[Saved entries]
■ ■ ■
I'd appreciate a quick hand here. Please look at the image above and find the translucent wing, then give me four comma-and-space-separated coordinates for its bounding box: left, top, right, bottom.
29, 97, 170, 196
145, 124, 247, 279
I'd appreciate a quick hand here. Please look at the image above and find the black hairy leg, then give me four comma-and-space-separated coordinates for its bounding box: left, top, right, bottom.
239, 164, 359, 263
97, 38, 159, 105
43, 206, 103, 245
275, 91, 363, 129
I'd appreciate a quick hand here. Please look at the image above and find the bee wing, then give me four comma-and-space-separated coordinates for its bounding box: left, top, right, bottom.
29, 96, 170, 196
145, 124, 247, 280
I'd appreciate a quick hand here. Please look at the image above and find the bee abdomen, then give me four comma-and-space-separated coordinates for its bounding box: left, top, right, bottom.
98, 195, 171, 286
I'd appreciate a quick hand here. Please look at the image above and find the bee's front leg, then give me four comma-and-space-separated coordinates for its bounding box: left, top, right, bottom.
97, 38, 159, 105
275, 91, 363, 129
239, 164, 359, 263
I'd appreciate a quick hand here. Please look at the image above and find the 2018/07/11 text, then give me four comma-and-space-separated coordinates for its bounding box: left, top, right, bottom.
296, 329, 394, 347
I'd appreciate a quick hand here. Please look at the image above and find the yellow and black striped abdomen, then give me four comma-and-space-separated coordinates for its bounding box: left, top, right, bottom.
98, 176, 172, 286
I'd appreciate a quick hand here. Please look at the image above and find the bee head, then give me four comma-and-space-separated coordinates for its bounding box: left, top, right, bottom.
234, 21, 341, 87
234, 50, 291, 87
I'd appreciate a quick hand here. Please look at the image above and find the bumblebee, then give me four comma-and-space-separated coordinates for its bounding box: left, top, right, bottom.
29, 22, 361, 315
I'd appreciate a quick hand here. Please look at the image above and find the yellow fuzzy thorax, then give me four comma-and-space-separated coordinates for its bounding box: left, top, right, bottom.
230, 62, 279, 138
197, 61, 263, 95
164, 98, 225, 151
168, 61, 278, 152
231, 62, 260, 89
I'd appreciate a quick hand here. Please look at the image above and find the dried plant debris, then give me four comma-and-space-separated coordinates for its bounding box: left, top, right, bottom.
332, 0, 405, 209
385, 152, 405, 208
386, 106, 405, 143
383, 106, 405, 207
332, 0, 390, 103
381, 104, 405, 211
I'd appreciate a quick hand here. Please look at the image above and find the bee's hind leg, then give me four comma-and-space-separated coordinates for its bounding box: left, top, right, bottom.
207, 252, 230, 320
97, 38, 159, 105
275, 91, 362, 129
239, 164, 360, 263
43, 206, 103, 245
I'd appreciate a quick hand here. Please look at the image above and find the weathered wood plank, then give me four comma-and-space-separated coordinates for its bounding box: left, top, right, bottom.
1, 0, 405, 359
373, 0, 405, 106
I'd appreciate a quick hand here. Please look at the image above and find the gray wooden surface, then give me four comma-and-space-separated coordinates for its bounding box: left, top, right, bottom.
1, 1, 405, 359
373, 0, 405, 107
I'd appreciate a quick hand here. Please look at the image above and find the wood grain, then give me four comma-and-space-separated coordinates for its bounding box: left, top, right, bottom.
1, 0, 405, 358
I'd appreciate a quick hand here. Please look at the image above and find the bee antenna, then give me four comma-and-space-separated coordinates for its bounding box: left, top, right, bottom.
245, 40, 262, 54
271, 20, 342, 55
■ ■ ■
Your objective:
Set down each entry above again exactly as it reads.

Solution:
I'd appreciate a quick hand here. Please look at the image above and find the translucent wing, then give me four comma-and-space-separated coordinates for its bounding box: left, top, right, bottom.
29, 97, 170, 196
145, 124, 247, 279
I'd appreciate a quick hand here. Please look at the image above and find the black hairy leg, then give me four comma-and-space-separated coordinates for its bounding box: left, top, right, bottom.
239, 164, 359, 263
97, 38, 159, 105
43, 206, 103, 245
275, 91, 363, 129
I'd appreciate a quick hand here. Please look at the image above and find the bee wing, then give me four comma-and-space-separated coordinates for its bounding box: left, top, right, bottom.
29, 96, 170, 196
145, 124, 247, 280
I'd appreciate a quick hand here. Please look at the image above and find the bee abdomen, then give me four comma-and-space-separated coordinates for its bounding box: left, top, right, bottom.
98, 195, 171, 286
I'd appreciate a quick hand here. Please look at the image above and find the bee's front leg, then give me four comma-and-space-separated coordinates for its bounding box: left, top, right, bottom.
97, 38, 159, 105
275, 91, 363, 129
239, 164, 359, 263
I'd appreciate a quick hand here. Please look at the image above and find the 2018/07/11 text, then give me four comma-and-space-separated coordinates for its bounding box: left, top, right, bottom.
296, 329, 394, 347
I'd appreciate a quick hand here. Please look at the image above and find the yellow and black striped abdomen, then give me four comma-and-space-separated coordinates for its bounding box: left, top, right, bottom.
98, 176, 172, 286
I'd appreciate a quick hand here. Please look at the image above and find the bee head, then give me four comma-and-space-separated coordinates for its bounding box: left, top, right, bottom.
234, 21, 341, 87
234, 50, 291, 87
I'd appreciate a quick hand here. Please look at the image above and find the bumblebee, then give me four comma-and-space-separated coordinates for its bounding box: left, top, right, bottom.
29, 22, 361, 315
I'd appreciate a quick hand here. Please look at the image above and find the yellow fuzzy thorax, then give me four comma-and-space-separated coordinates for its bounding box: left, top, right, bottom.
230, 62, 279, 138
197, 61, 263, 95
164, 98, 225, 151
168, 61, 278, 152
231, 62, 260, 89
I'd appreciate a quick hand here. Please look at the image above and find the dried plant debris, then give me four comma-and-space-separated coordinates for its bounding box: left, top, right, bottom.
332, 0, 405, 209
385, 152, 405, 208
386, 106, 405, 143
383, 106, 405, 207
332, 0, 390, 103
381, 104, 405, 211
I'd appreciate a quick hand here. Please look at the image above and find the bee's hind leg, then give me four comma-and-space-separated coordinates for its bounding box: left, top, right, bottom.
207, 252, 230, 320
97, 38, 159, 105
275, 91, 362, 129
239, 164, 360, 263
43, 206, 103, 245
I'd appreciate a quick hand here. Please look at the image above and find the weathered wood plank, then give me four comma-and-space-separated coordinates for its bounding box: left, top, right, bottom.
1, 0, 405, 359
373, 0, 405, 106
I'd appreciate a quick hand here. Please look at the image above and find the gray wooden surface, then give me four comma-and-space-separated coordinates for its bounding box: left, top, right, bottom.
1, 1, 405, 359
373, 0, 405, 107
I'd appreciate a quick hand here. Please look at the image above and find the wood grain, then give me four comma-and-space-separated coordinates for its bounding box: left, top, right, bottom.
1, 0, 405, 358
I'd appreciate a quick hand here. Please look at the image above and find the bee antenna, then give me four comma-and-space-separated coordinates for its bounding box: left, top, right, bottom.
245, 40, 262, 54
271, 20, 342, 55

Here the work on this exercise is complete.